So yesterday, after class, I high-tailed it to a bar on College to watch the UEFA Championship Match. AC Milan beat Liverpool 2-1 in Athens. Exciting game; both goals scored by the same overexcited, Roberto Benigni-esque player. I left the bar, in the immediate post-game crush, and headed south along McCaul. Ears rendered dead to the world by Joe Strummer and Steve Jobs, I was walking obliviously down McCaul, past the dusty pit that the AGO has become, now fronting the even dustier pit that the TTC has made of Dundas West. I crossed Dundas, and was walking past the OCAD dalmation, when I looked up, and to my surprise, saw Canada’s sweetheart Sandra Oh walking by me, with some guy dressed—as I was—in a green t-shirt and khakis.
So I momentarily succumbed to that unique brand of celebrity fever that Toronto brings on so seemingly randomly, owing to the Film Festival, Hollywood North, and that persistent feeling that despite the fact that Toronto’s the biggest city in the country, it’s not “up there” with New York and L.A. I texted a few friends, who almost immediately texted back a snide comment about some nonsense involving me and a celebrity crush.

★ ★ ★ ★ ★ ★ ★

# The tasks:
1. For the post about spotting Sandra Oh, state whether each claim agrees with it, answering yes or no and quoting the deciding words: (a) AC Milan won the match by a score of 2-1; (b) after leaving the bar, the writer walked north along McCaul; (c) the friends were slow to reply to the writer's texts.
2. Write the next part of the post about spotting Sandra Oh, picking up after its final sentence.
The rows after this point are separate material, unrelated to the post about spotting Sandra Oh.

# Extracted data:
★ ★ ★ ★ ★ ★ ★

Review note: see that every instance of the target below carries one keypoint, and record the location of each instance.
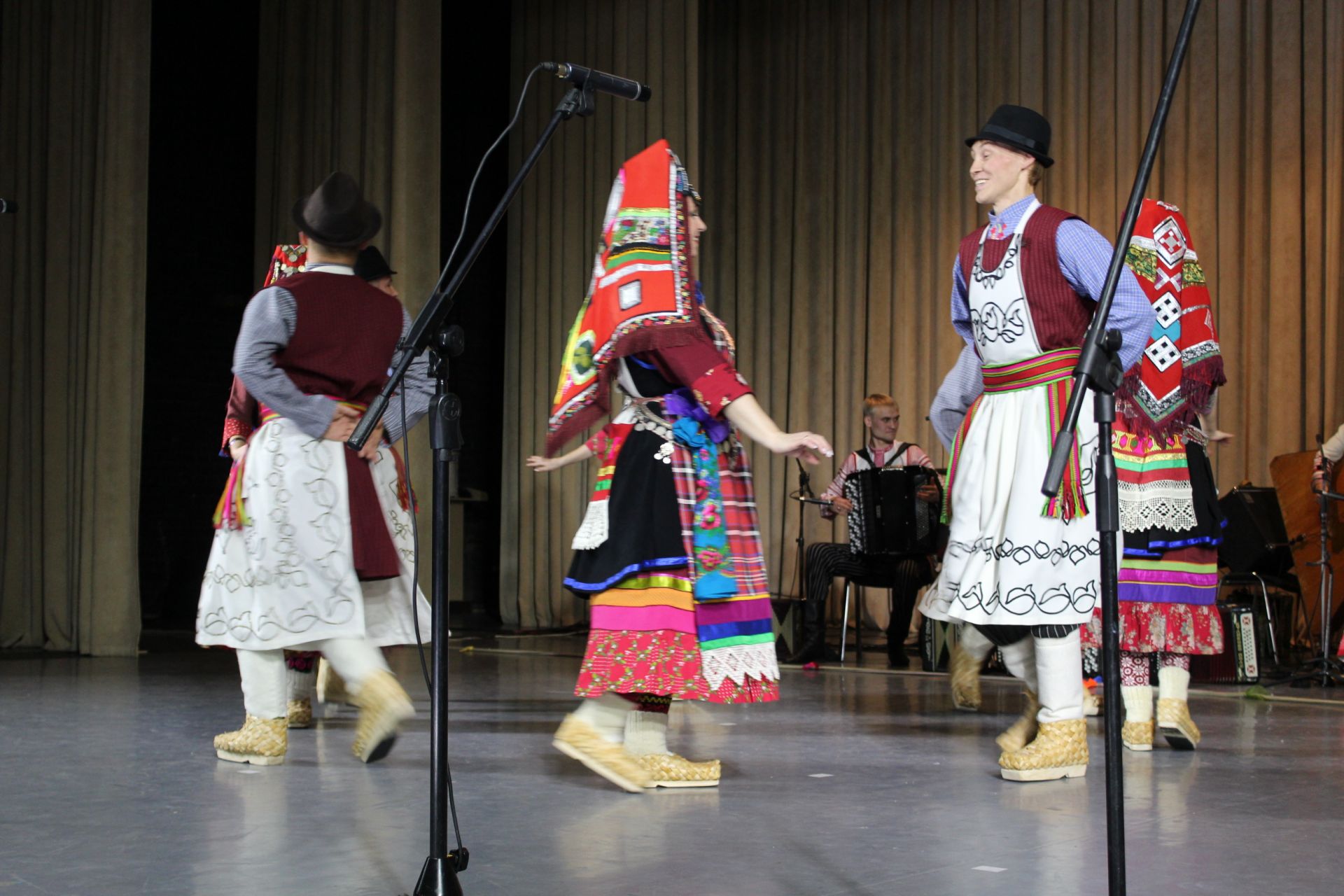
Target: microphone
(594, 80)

★ ★ ★ ★ ★ ★ ★

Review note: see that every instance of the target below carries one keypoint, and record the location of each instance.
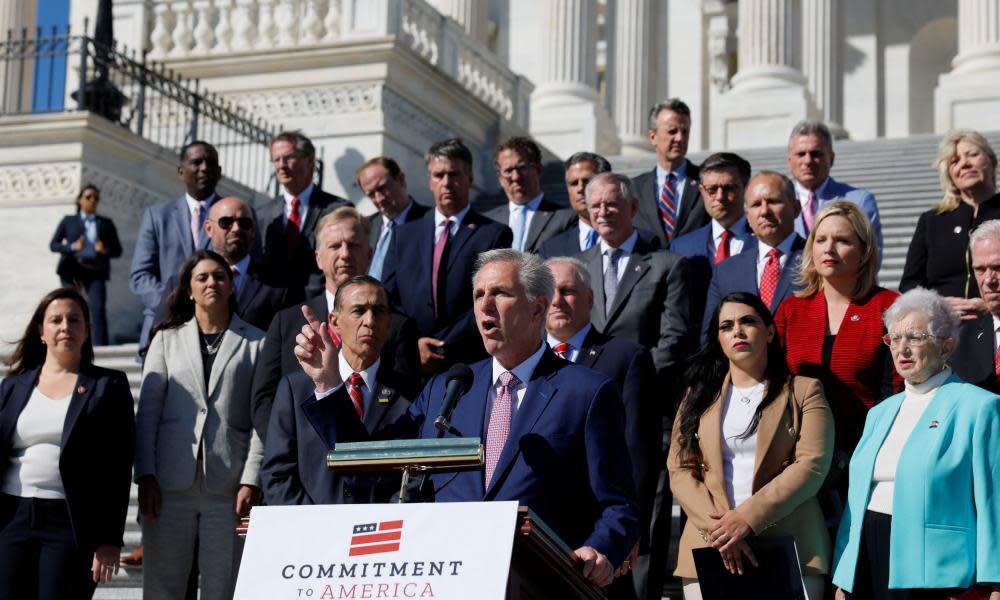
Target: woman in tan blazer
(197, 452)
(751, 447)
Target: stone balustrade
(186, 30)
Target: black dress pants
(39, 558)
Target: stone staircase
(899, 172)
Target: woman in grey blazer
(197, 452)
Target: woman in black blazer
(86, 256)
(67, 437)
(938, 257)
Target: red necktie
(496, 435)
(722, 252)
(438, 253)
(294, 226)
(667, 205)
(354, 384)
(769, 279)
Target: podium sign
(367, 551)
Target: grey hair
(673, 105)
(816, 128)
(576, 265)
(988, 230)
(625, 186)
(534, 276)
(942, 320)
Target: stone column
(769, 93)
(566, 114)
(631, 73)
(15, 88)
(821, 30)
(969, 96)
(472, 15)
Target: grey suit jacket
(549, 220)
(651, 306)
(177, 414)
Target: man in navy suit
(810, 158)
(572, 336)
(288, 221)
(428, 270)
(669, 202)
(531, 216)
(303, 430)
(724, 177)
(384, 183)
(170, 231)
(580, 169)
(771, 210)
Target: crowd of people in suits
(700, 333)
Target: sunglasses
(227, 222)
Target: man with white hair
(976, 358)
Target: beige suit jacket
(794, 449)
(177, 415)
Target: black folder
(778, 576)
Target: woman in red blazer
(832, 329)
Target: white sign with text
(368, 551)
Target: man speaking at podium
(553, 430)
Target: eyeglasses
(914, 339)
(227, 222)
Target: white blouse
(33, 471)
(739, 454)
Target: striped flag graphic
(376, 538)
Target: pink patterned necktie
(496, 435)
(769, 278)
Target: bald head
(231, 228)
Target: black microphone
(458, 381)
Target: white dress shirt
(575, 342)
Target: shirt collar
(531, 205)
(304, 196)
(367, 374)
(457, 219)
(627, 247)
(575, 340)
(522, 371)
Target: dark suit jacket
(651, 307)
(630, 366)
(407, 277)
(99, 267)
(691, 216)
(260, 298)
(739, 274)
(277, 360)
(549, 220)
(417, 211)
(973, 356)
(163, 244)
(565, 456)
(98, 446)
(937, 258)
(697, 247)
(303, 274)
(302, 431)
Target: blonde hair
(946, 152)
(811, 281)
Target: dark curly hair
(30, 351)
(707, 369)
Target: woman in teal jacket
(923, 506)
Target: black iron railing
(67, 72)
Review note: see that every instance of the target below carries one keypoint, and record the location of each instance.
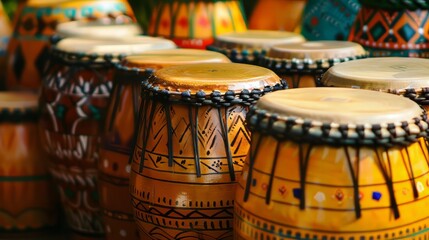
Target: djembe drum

★ ★ ★ ★ ★ ★ ★

# Results in order:
1.
(a) Yes: "AC Milan beat Liverpool 2-1 in Athens."
(b) No: "headed south along McCaul"
(c) No: "who almost immediately texted back a snide comment"

2.
A few hours later, after grocery shopping in K-Town, Siqi and I were sitting on the curb at the corner of Markham and Bloor as I called a friend about an apartment, when he suddenly looked over my shoulder, down the sidewalk, and says, “I think that’s Sook-Yin Lee.” I looked also, and sure enough, the Shortbus star and former VJ was walking up the street towards us.
We sat on the curb for just a few minutes more, talking about my prospective apartment, worrying about our toes getting run over by an overzealous Annex driver, and trying to avoid looking over at the patio, where the aforementioned actress was now sitting.
Walking home with by groceries, though, it began to dawn on me just how peculiar these two specific encounters were, considering that they occurred literally less than three hours apart. Encountering two Asian Canadian celebrities in Toronto isn’t the peculiar part. Rather, the peculiar part was encountering two people whose names and basic biographies I know, and, ever odder, who I’ve seen naked on more than one occasion (I’m not a perv, go rent Dancing at the Blue Iguana, Shortbus and Sideways). All I would have needed was to be standing behind Bai Ling at Starbucks to complete the trifecta.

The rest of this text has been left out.